THE REQUEST: In the text about Kobe Bryant, copy word for word the passage starting with "Oh, much much" and going on through "he started Microsoft.".

Nooo…that’s pretty much what I figured you meant. You're not writing about nutrition on ESPN.com.

Kobe Bryant, for lack of more sophisticated terminology, is thirsty.

Gotcha. So what else are we going to talk about? Matchups? Some Lakers-Celtics history?
Oh, much much much more on Kobe Bryant’s thirst?

His thirst for another NBA title is that of an amplitude we may not have ever seen before. Not in sports, business, crime, corruption or politics.

Kobe Bryant, a 3-time NBA champion, is not more thirsty than John Elway was to end his career as the guy who kept losing the big game. He’s not more thirsty than Jordan, Isiah, or Shaq were to break through and win a championship. He’s not more thirsty than Andy Fastow was to siphon money out of Enron or than Bill Gates was when he started Microsoft.

Keeping it community: He's thirsty like a fiend.

Scoop, I’m just going to come out and ask you this. Do you not want me reading this? I’m white. Is “community” supposed to be “the black community”? Are you just talking to people in that community? Can you “keep it” in a more inclusionary manner please? Is this why I never understand you? Because you don’t want me to?

DATASET EXTRACT:
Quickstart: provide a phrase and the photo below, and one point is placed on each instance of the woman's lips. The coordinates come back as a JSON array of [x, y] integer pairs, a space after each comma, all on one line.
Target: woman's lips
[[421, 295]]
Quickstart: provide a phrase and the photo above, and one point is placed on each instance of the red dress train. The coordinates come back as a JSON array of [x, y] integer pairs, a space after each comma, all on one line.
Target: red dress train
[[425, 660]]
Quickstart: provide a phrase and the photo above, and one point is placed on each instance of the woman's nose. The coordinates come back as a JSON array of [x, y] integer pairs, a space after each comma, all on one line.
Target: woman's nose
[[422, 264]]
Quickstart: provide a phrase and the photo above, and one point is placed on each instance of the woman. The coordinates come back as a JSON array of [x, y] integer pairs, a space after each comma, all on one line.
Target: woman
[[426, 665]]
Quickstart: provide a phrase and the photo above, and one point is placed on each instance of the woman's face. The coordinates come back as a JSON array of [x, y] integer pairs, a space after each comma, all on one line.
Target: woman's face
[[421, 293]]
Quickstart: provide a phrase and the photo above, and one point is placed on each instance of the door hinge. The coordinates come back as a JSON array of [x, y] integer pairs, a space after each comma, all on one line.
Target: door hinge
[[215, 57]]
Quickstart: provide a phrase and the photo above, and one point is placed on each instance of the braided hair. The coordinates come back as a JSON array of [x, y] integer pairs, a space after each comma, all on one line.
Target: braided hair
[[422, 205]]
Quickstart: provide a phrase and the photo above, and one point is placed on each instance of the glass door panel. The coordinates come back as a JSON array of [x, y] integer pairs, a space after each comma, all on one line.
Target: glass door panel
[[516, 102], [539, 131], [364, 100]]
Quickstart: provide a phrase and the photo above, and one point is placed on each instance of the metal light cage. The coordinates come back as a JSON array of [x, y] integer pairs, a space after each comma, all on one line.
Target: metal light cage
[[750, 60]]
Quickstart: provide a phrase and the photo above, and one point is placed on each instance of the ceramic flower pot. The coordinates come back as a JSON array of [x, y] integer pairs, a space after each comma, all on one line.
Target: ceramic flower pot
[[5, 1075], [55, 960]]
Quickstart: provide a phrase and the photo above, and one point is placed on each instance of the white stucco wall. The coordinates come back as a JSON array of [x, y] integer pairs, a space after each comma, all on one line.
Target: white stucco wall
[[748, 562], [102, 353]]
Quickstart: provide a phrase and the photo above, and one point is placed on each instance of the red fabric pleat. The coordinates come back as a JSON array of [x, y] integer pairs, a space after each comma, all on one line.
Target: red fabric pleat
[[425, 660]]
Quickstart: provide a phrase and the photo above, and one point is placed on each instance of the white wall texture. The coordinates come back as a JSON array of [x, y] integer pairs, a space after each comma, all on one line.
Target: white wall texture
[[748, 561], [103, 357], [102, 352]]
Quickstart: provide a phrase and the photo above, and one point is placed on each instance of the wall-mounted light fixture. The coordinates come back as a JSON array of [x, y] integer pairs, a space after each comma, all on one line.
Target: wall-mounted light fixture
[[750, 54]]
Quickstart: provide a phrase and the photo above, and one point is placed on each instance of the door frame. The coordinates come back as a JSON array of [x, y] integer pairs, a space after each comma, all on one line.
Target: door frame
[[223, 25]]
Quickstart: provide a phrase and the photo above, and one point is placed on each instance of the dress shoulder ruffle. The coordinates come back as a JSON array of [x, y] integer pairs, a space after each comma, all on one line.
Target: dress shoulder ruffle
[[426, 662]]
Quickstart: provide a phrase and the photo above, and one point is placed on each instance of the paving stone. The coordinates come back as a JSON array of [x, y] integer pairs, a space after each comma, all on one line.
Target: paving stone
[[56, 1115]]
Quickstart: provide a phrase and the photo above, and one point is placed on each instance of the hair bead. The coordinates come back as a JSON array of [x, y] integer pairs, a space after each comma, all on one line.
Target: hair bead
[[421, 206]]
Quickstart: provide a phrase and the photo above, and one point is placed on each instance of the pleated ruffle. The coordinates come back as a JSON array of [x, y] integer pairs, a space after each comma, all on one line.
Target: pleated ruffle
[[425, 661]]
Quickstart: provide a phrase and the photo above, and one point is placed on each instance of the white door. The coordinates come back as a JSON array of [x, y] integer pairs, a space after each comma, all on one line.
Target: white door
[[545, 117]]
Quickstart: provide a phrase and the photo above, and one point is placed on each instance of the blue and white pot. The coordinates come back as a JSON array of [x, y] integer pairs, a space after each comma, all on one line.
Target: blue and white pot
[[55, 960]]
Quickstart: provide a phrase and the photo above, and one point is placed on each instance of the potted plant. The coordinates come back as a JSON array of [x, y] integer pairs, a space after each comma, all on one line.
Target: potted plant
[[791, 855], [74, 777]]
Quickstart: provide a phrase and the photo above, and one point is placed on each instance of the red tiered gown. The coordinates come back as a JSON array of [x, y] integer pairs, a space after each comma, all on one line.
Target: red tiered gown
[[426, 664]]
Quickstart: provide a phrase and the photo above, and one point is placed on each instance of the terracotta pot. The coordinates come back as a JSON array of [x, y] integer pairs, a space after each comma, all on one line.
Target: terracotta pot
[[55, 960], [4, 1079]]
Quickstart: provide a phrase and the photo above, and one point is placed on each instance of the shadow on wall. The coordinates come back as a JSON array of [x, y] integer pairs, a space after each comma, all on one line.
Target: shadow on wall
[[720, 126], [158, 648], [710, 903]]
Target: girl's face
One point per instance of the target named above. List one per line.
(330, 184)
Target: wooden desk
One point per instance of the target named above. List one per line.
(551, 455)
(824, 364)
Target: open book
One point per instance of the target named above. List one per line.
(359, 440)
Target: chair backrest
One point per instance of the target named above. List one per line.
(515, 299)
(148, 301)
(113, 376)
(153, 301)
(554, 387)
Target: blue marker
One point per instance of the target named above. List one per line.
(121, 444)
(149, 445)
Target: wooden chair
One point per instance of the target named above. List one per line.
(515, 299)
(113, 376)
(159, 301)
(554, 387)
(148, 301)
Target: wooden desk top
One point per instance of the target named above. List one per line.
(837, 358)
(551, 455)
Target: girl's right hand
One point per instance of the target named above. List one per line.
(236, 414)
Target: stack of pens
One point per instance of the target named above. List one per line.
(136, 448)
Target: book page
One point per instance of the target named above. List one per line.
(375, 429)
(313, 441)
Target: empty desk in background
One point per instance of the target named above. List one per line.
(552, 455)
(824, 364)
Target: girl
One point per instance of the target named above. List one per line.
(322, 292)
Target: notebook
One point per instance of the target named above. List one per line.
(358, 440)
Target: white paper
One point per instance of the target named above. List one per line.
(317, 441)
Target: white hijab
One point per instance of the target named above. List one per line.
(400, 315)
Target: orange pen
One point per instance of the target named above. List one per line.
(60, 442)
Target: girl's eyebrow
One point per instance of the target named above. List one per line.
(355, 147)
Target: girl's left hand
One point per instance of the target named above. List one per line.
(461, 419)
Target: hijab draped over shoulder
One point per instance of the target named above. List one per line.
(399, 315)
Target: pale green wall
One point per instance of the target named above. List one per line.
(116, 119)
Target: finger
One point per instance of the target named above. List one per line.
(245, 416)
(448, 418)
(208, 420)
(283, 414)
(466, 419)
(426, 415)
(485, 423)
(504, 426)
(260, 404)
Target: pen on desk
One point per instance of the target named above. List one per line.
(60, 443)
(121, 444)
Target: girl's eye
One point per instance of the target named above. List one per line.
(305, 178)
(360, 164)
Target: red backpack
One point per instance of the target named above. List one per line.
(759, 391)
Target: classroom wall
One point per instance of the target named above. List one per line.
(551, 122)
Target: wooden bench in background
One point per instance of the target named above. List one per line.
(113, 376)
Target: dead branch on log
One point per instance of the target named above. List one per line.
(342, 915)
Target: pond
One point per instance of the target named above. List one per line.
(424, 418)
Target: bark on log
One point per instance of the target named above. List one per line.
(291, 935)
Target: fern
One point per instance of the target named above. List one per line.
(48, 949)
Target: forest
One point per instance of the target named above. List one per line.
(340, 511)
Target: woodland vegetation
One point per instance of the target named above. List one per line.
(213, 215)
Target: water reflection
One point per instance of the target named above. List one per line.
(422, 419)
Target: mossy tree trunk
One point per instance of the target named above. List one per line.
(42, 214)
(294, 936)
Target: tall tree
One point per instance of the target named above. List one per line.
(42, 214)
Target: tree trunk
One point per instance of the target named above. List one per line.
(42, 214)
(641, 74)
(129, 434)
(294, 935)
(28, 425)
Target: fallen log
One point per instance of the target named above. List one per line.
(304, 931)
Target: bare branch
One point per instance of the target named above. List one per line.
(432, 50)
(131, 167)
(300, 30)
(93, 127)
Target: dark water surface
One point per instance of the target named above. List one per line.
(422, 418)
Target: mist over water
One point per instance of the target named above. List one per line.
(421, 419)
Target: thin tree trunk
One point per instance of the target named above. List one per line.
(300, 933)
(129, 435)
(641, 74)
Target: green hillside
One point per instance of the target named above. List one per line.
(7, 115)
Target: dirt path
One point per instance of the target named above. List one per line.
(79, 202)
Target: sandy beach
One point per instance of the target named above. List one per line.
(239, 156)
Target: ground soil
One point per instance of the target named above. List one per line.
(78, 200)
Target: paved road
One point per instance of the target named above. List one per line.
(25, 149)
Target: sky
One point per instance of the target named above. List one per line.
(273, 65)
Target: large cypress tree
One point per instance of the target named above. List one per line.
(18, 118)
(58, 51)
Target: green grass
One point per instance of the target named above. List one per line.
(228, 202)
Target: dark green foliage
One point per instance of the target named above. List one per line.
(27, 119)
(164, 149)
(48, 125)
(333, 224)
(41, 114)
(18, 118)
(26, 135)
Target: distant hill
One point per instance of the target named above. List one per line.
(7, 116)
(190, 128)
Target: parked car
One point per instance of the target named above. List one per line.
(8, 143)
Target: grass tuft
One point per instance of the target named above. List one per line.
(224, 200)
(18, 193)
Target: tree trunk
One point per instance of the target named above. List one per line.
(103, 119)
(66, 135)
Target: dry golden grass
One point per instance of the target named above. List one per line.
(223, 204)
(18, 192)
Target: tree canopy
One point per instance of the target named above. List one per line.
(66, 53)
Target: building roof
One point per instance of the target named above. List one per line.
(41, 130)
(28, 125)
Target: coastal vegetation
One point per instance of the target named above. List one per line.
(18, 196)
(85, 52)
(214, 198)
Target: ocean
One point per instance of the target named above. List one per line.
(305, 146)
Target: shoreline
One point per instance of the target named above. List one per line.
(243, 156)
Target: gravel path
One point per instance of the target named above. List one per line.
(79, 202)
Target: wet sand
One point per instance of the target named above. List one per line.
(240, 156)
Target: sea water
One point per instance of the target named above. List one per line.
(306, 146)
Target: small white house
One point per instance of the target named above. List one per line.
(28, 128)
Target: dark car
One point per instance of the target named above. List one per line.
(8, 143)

RESULT:
Oh, much much much more on Kobe Bryant’s thirst?

His thirst for another NBA title is that of an amplitude we may not have ever seen before. Not in sports, business, crime, corruption or politics.

Kobe Bryant, a 3-time NBA champion, is not more thirsty than John Elway was to end his career as the guy who kept losing the big game. He’s not more thirsty than Jordan, Isiah, or Shaq were to break through and win a championship. He’s not more thirsty than Andy Fastow was to siphon money out of Enron or than Bill Gates was when he started Microsoft.